WORK INSTRUCTIONS:
#1 In the forum thread on caret cross-validation, rewrite the part starting at "for (fold in" and ending at "test_data$ICNumber, T, F)", renaming "test_data" to "holdout_data" throughout.
#2 Translate this sentence from the forum thread on caret cross-validation into Spanish: "I was expecting to get about the same accuracy values, what am I doing wrong in train?"
#3 For each statement, answer yes or no according to the forum thread on caret cross-validation, and quote the words that decide it. (a) The work data has about 15k observations. (b) In the manual loop, trainControl is given the method "cv". (c) The random forest uses an mtry value of 32.

SELECTED EXTRACT:
• • • • •
Reputation: 21
I'm building a random forest on some data from work (this means I can't share that data, there are 15k observations), using the caret train function for cross validation, the accuracy of the model is very low: 0.9%.
here's the code I used:
set.seed(512)
n <- nrow(my_data)
train_indices <- sample(1:n)
my_folds <- createFolds(train_indices, k=5)
model <- train(ICNumber ~ ., tuneGrid = data.frame(mtry = c(32), min.node.size = 1, splitrule = "gini"),
data = my_data, method = "ranger",
trControl = trainControl(verboseIter = TRUE, savePredictions = T, index=my_folds))
print(model$resample)
--Edit
As Gilles noticed, the folds indices are wrongly constructed and training is done on 20% of the observations, but even if I fix this by adding returnTrain = T
, I'm still getting near zero accuracy
--Edit
model$resample produces this:
Accuracy ___ Kappa_____ Resample
0.026823683_ 0.0260175246_ Fold1
0.002615234_ 0.0019433907_ Fold2
0.002301118_ 0.0017644472_ Fold3
0.001637733_ 0.0007026352_ Fold4
0.010187315_ 0.0094986595_ Fold5
Now if I do the cross validation by hand like this:
set.seed(512)
n <- nrow(my_data)
train_indices <- sample(1:n)
my_folds <- createFolds(train_indices, k=5)
for (fold in my_folds) {
train_data <- my_data[-fold,]
test_data <- my_data[fold,]
model <- train(ICNumber ~ ., tuneGrid = data.frame(mtry = c(32), min.node.size = 1, splitrule = "gini"),
data = train_data, method = "ranger",
trControl = trainControl(method = "none"))
p <- predict(model, test_data)
e <- ifelse(p == test_data$ICNumber, T, F)
print(sum(e) / nrow(test_data))
}
I get the following accuracy:
[1] 0.743871
[1] 0.7566957
[1] 0.7380645
[1] 0.7390181
[1] 0.7311168
I was expecting to get about the same accuracy values, what am I doing wrong in train? Or is the manual prediction code wrong?
• • • • •
DATA SEGMENT:

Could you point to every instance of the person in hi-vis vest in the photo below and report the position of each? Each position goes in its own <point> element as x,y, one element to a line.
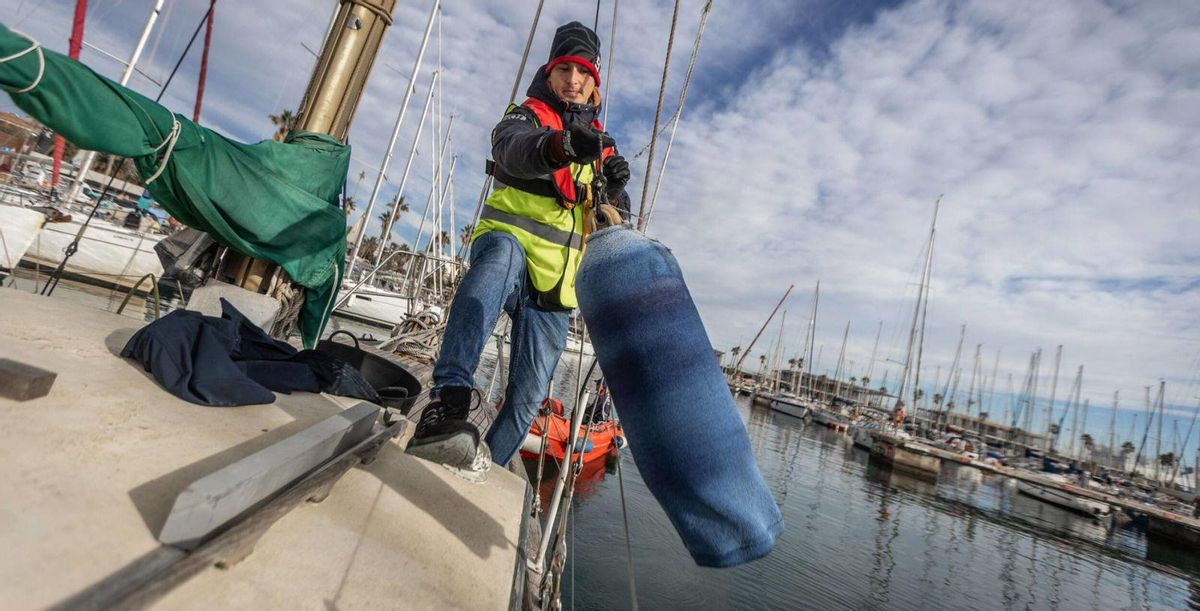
• • • • •
THE RESULTS:
#1
for (fold in my_folds) {
train_data <- my_data[-fold,]
holdout_data <- my_data[fold,]
model <- train(ICNumber ~ ., tuneGrid = data.frame(mtry = c(32), min.node.size = 1, splitrule = "gini"),
data = train_data, method = "ranger",
trControl = trainControl(method = "none"))
p <- predict(model, holdout_data)
e <- ifelse(p == holdout_data$ICNumber, T, F)

#2 Esperaba obtener aproximadamente los mismos valores de precisión, ¿qué estoy haciendo mal en train?

#3
(a) Yes: "there are 15k observations"
(b) No: "trControl = trainControl(method = "none")"
(c) Yes: "mtry = c(32)"